### What to work on
Reproduce every line of the records below without changing anything, and leave the pictures out of your answer.

### Data for this exercise

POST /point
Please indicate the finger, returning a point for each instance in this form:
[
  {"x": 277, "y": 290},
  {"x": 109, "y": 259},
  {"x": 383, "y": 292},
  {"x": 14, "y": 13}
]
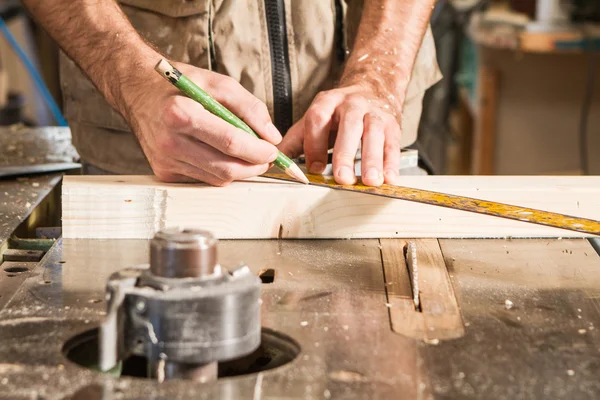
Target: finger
[
  {"x": 317, "y": 127},
  {"x": 391, "y": 153},
  {"x": 246, "y": 106},
  {"x": 230, "y": 140},
  {"x": 292, "y": 144},
  {"x": 373, "y": 142},
  {"x": 346, "y": 145},
  {"x": 222, "y": 166}
]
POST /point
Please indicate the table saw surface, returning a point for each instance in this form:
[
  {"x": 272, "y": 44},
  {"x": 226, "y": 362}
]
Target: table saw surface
[{"x": 330, "y": 298}]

### Response
POST /point
Please indicate the finger, returning a point for each instance in this form:
[
  {"x": 277, "y": 290},
  {"x": 109, "y": 259},
  {"x": 383, "y": 292},
  {"x": 14, "y": 13}
]
Target: finger
[
  {"x": 317, "y": 127},
  {"x": 391, "y": 153},
  {"x": 246, "y": 106},
  {"x": 230, "y": 140},
  {"x": 292, "y": 144},
  {"x": 373, "y": 142},
  {"x": 346, "y": 145},
  {"x": 222, "y": 166}
]
POST /point
Please indicate the table saw surface, returning a point for each instance in this form:
[
  {"x": 272, "y": 44},
  {"x": 226, "y": 362}
]
Target: table saw surface
[{"x": 330, "y": 298}]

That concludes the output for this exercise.